Passage for review:
We are immediately immersed in her delicate, old-fashioned Irish prose, all soft beauty and turns of speech from what pass for simpler times. Barry makes of Roseanne a consummate stylist. The novel’s second voice belongs to Doctor Grene, the psychiatrist in charge of the Roscommon Hospital. At sixty-five he has also suffered “the tricks of time,” though thirty-five years fewer than Roseanne. He keeps, his own secret scripture, a ‘Common Place’ book that we will read intercut with Roseanne’s.

 

Grene has to prepare the closing of the outmoded asylum in view of a move to a new building with smaller capacity. That entails assessing the inmates and sending those considered capable back into the outside world. Grene has talks with Roseanne to find out why she has been institutionalised. She reveals little, and relevant documents have been lost over the years. After each meeting with Grene, Roseanne, biro in hand, sets down her assessment of him in the memoir she is writing to herself.

 

No stereotypical psychiatrist, Grene is distrustful of the jargon of his profession and as alien to his times as Roseanne was to hers. Conscientious and humane, he regrets that there is nothing he can do for most patients but respect their humanity. He is severe with himself, feeling guilt toward his childless wife who died, unfulfilled, during his time spent probing Roseanne’s past.

Supplied data:
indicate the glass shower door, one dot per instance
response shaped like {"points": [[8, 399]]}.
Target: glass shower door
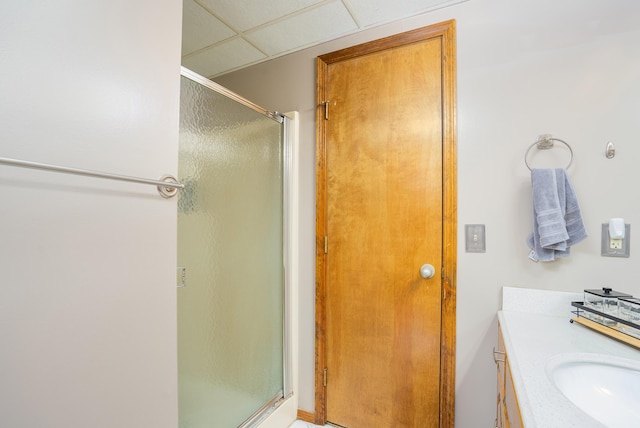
{"points": [[230, 243]]}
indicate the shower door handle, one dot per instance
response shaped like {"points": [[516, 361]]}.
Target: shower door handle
{"points": [[427, 271]]}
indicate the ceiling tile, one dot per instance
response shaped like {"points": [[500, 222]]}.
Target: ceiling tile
{"points": [[223, 57], [200, 28], [370, 12], [245, 14], [318, 24]]}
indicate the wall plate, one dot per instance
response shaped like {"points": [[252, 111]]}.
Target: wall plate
{"points": [[607, 251], [474, 238]]}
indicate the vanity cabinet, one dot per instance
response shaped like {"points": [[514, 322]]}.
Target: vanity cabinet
{"points": [[507, 411]]}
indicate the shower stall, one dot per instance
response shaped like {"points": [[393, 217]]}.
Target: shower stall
{"points": [[234, 257]]}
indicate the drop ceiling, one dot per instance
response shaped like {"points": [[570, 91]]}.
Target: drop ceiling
{"points": [[220, 36]]}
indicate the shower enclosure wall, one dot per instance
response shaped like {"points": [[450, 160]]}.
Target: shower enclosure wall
{"points": [[233, 256]]}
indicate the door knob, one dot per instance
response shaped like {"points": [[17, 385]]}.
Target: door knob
{"points": [[427, 271]]}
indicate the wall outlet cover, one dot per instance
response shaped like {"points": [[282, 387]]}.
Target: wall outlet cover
{"points": [[474, 238], [615, 247]]}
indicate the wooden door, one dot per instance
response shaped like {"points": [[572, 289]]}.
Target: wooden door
{"points": [[383, 192]]}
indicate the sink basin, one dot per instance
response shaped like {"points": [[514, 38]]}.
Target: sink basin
{"points": [[606, 388]]}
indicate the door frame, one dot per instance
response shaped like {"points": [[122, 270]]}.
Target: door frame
{"points": [[446, 32]]}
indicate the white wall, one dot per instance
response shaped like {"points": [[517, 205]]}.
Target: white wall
{"points": [[87, 302], [525, 68]]}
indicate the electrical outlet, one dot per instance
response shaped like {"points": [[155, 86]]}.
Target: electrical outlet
{"points": [[615, 247]]}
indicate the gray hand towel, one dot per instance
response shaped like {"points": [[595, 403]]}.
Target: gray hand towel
{"points": [[556, 216]]}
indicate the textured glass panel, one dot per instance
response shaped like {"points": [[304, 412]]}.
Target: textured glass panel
{"points": [[230, 239]]}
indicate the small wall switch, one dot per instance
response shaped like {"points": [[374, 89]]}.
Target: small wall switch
{"points": [[615, 247], [615, 244], [474, 238]]}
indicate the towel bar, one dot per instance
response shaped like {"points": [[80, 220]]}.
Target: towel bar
{"points": [[167, 185]]}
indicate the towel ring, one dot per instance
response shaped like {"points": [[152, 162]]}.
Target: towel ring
{"points": [[545, 142]]}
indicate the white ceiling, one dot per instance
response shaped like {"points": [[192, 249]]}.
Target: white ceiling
{"points": [[220, 36]]}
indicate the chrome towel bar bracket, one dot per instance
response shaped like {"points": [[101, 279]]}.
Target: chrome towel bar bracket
{"points": [[167, 185]]}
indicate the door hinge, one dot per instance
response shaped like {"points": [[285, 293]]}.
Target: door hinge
{"points": [[326, 109]]}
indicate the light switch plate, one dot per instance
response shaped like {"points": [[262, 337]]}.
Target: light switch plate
{"points": [[621, 246], [474, 237]]}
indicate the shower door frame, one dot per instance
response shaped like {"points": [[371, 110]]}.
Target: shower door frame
{"points": [[282, 410]]}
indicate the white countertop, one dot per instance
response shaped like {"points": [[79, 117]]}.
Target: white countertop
{"points": [[535, 326]]}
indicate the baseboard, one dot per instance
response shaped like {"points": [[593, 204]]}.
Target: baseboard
{"points": [[305, 416]]}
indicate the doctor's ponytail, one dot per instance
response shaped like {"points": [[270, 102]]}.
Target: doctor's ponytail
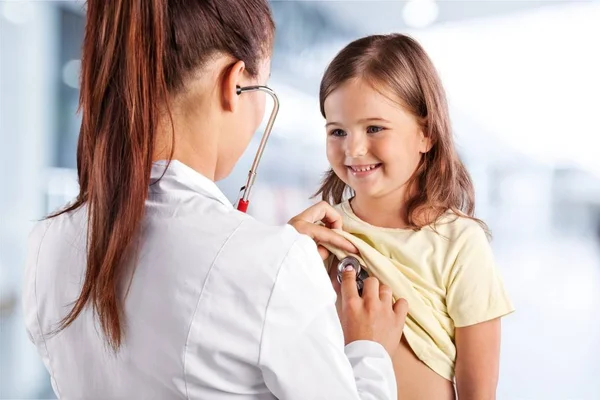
{"points": [[136, 55]]}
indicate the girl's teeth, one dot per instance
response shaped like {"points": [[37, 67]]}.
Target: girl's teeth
{"points": [[364, 169]]}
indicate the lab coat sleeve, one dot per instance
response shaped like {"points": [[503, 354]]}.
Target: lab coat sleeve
{"points": [[302, 354]]}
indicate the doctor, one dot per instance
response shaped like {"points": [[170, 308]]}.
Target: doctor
{"points": [[150, 285]]}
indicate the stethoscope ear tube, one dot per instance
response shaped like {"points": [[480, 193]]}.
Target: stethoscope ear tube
{"points": [[244, 201]]}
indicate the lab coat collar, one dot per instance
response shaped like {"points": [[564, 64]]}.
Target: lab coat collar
{"points": [[176, 171]]}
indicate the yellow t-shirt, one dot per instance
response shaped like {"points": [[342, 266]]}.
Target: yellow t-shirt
{"points": [[448, 278]]}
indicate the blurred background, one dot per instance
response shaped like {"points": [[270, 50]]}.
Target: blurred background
{"points": [[523, 81]]}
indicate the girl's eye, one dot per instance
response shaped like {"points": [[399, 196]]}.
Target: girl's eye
{"points": [[337, 132], [374, 129]]}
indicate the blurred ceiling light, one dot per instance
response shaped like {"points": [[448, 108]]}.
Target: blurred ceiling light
{"points": [[71, 73], [17, 12], [420, 13]]}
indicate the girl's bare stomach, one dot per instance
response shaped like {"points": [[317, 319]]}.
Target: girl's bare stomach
{"points": [[416, 381]]}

Required actions:
1. Answer these questions using facts from the book review:
(a) How old is Doctor Grene?
(b) What is Grene trying to learn in his talks with Roseanne?
(c) What is Grene's attitude toward the jargon of his profession?
2. Render this sentence from the book review in Spanish: "She reveals little, and relevant documents have been lost over the years."
Work only from the book review and ignore the material.

Numbered answers:
1.
(a) Sixty-five.
(b) Why she has been institutionalized.
(c) He distrusts it.

2. Ella revela poco, y los documentos pertinentes se han perdido con los años.